**Consegna A**
Trascrivi dal testo su Star Wars il passo che va da "Star Wars: Il" fino a "Skywalker, è scomparso." compreso.
**Consegna B**
Nel testo su Star Wars l'autore sceglie di non aggiungere altro sulla trama del film: spiega in una o due frasi per quali motivi.
**Consegna C**
Secondo il testo su Star Wars, quanti anni sono passati dalla battaglia di Endor all'inizio del settimo capitolo?

**Testo fornito**
--------------------
Star Wars: Il risveglio della Forza

l cinema e l’eredità del mito, tra eroi, spade laser e archetipi junghiani 

star wars psicolgo roma“Tanto tempo fa, in una galassia lontana lontana…” è questo l’incipit di ogni episodio della saga di Star Wars, il cui settimo capitolo “Il risveglio della Forza”, è uscito nelle sale italiane lo scorso dicembre. Sono passati trent’anni dalla battaglia di Endor e dalla distruzione della seconda Morte Nera, e l’eroe della saga, Luke Skywalker, è scomparso.

Non vi diremo altro sulla trama del film, per non rovinarlo a chi ancora non lo ha visto, e per non tediare chi lo ha già visto almeno cinque volte al cinema. Perché la potenza narrativa mitica e archetipica della saga di Star Wars risiede nel fatto che non ha bisogno di presentazioni, è entrata a pieno titolo nel Pantheon mitologico post moderno rappresentato dal cinema. Come altre opere fantasy, ad esempio “Il signore degli anelli” scritto da Tolkien e filmato da Jackson in una trilogia il cui primo capitolo è uscito nelle sale nel 2001, è stata in grado di accogliere l’eredità della mitologia classica per rispondere ad un bisogno umano antichissimo e vitale nato con la capacità di narrare e quindi di rappresentarsi nel mondo come soggetti che giocano con il significato dell’esistenza e dell’esistente. Usando le parole dello psicologo analista junghiano James Hillman l’antichità è rilevante per la vita della psiche. Nella sua opera Hillman dimostra come i miti antichi, da Dioniso ad Atena, sono connessi alla vita quotidiana, “La Wirksamkeit del mito, la sua realtà consistono precisamente nel potere che gli è proprio di conquistare e influenzare la nostra vita psichica. I Greci lo sapevano molto bene, per questo non conobbero una psicologia del profondo e una psicopatologia, contrariamente a noi.” Secondo Hillman noi non abbiamo bisogno di miti perché abbiamo la psicologia del profondo, ma c’è chi non è d’accordo con il suo punto di vista, e afferma che i nostri miti, esattamente gli stessi degli antichi, ma con le spade laser al posto delle folgori, sono raccontati dal cinema e dalla narrativa moderna.
--------------------
**Dati forniti**

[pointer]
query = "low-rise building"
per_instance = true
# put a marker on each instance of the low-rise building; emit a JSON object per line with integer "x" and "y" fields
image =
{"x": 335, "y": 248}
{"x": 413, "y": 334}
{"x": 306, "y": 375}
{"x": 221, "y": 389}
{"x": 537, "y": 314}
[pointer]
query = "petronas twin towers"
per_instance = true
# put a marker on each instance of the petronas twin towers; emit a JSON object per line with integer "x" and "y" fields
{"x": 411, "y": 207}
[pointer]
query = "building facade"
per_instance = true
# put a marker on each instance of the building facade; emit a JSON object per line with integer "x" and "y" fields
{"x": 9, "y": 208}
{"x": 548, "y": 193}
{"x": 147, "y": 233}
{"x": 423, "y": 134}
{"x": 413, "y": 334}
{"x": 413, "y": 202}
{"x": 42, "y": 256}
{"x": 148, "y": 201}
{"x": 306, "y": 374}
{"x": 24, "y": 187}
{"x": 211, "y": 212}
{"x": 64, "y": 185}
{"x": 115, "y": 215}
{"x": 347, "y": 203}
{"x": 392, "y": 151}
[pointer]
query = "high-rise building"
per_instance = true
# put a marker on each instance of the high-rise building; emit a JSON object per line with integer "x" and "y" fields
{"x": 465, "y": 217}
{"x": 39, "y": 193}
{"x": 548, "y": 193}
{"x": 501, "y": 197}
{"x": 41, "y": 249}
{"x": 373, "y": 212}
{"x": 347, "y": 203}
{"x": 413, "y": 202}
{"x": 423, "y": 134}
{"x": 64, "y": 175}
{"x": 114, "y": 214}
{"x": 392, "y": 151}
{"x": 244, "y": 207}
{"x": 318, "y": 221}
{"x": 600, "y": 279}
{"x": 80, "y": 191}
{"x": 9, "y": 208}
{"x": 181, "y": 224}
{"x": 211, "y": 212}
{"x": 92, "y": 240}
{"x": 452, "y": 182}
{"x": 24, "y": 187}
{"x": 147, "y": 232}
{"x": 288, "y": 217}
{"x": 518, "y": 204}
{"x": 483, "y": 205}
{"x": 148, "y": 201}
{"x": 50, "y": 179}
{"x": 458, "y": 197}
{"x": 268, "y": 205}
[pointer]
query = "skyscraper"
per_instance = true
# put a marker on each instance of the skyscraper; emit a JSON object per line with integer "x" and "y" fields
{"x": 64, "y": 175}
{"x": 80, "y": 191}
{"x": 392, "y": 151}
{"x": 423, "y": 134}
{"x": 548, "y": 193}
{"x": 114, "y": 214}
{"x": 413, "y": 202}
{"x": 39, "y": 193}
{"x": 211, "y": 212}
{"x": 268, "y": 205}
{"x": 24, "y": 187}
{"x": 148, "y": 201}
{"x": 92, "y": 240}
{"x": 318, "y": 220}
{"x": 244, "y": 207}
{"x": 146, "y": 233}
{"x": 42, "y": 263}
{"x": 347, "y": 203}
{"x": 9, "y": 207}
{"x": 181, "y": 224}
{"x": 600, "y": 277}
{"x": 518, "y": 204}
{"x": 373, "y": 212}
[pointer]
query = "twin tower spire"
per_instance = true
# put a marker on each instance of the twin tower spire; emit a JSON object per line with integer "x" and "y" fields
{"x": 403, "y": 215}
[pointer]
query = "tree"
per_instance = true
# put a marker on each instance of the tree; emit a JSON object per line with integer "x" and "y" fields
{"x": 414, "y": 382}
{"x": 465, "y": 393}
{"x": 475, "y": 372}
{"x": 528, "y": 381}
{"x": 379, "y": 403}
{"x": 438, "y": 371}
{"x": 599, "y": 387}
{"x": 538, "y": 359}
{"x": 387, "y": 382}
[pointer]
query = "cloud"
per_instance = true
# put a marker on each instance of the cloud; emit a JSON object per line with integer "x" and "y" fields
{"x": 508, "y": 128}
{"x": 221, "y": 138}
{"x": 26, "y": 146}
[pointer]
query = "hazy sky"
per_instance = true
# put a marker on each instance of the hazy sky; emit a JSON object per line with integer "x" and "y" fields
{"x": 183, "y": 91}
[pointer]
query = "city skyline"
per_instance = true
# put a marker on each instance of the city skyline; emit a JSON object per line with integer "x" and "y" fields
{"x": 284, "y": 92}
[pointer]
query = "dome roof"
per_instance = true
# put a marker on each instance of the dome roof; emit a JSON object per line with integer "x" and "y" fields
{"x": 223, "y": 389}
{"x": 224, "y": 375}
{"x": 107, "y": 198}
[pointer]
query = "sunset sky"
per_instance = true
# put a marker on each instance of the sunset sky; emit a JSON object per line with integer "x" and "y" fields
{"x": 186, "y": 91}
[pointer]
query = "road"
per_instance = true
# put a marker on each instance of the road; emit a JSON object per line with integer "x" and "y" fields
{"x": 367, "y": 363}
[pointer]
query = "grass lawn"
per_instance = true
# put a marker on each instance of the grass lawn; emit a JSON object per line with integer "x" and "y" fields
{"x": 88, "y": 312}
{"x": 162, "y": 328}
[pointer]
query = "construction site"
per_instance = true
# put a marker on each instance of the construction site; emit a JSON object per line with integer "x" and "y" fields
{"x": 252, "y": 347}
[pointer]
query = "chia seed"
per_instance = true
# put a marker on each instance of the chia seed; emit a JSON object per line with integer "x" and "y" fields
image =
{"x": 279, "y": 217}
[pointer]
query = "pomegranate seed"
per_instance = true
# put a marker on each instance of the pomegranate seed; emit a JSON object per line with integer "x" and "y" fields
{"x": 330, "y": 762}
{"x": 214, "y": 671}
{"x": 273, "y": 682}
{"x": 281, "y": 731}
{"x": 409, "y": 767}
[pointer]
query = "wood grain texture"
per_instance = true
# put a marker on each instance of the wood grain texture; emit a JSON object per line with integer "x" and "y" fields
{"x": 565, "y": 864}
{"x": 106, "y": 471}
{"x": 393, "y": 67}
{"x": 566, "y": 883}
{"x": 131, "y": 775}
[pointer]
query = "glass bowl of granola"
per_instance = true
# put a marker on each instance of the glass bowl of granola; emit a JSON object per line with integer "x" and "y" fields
--------------------
**Risposta A**
Star Wars: Il risveglio della Forza

l cinema e l’eredità del mito, tra eroi, spade laser e archetipi junghiani 

star wars psicolgo roma“Tanto tempo fa, in una galassia lontana lontana…” è questo l’incipit di ogni episodio della saga di Star Wars, il cui settimo capitolo “Il risveglio della Forza”, è uscito nelle sale italiane lo scorso dicembre. Sono passati trent’anni dalla battaglia di Endor e dalla distruzione della seconda Morte Nera, e l’eroe della saga, Luke Skywalker, è scomparso.

**Risposta B**
L'autore non aggiunge altro sulla trama per non rovinare il film a chi ancora non lo ha visto. Vuole anche evitare di annoiare chi lo ha già visto almeno cinque volte al cinema.

**Risposta C**
Trent'anni.